▶ DATA SECTION
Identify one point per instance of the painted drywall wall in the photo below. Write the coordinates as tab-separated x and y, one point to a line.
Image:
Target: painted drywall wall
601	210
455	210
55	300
---
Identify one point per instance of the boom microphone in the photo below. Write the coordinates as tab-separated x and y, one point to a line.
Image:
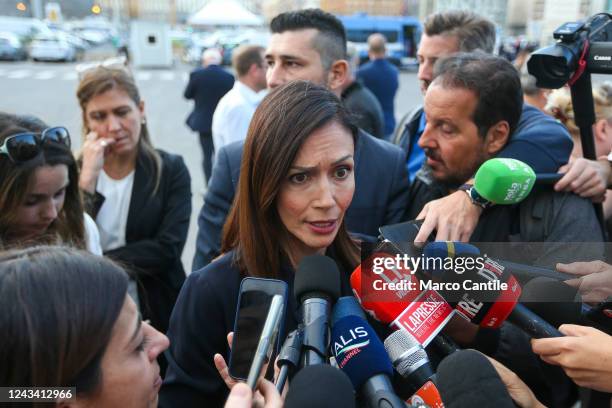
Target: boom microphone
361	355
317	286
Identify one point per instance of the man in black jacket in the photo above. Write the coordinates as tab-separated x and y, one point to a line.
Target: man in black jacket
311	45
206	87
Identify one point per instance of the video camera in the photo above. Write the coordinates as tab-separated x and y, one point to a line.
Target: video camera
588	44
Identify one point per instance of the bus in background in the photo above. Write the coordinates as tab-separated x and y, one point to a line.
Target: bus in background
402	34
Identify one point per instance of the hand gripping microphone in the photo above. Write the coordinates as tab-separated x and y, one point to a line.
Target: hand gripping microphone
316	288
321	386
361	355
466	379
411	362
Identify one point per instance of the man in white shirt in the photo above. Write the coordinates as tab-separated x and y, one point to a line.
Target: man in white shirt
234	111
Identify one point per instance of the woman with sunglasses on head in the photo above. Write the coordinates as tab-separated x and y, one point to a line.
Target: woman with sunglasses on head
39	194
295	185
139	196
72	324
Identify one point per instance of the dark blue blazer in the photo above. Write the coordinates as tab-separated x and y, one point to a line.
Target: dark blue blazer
...
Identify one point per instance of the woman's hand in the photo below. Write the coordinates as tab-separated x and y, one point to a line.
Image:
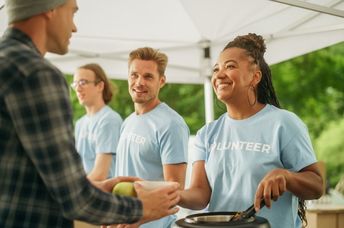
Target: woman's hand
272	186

▶ REQUIRED WORK
In the listing above, find the line containing "Target: man in white shirt" and the line containing "Target: dark blue blazer", then retype both and every line between them exactly, with nothing else.

▶ RESULT
Target: man in white shirt
234	111
Identify one point per instance of the woman with sunglasses on head in the photo above. Write the coordinates as tab-separated x and y, one point to a line.
Target: woman with sunglasses on head
39	194
295	185
139	196
72	324
Identify one point per instance of the dark blue blazer in the photo above. Write the coordinates as tab-separated x and y, one point to a line.
Target: dark blue blazer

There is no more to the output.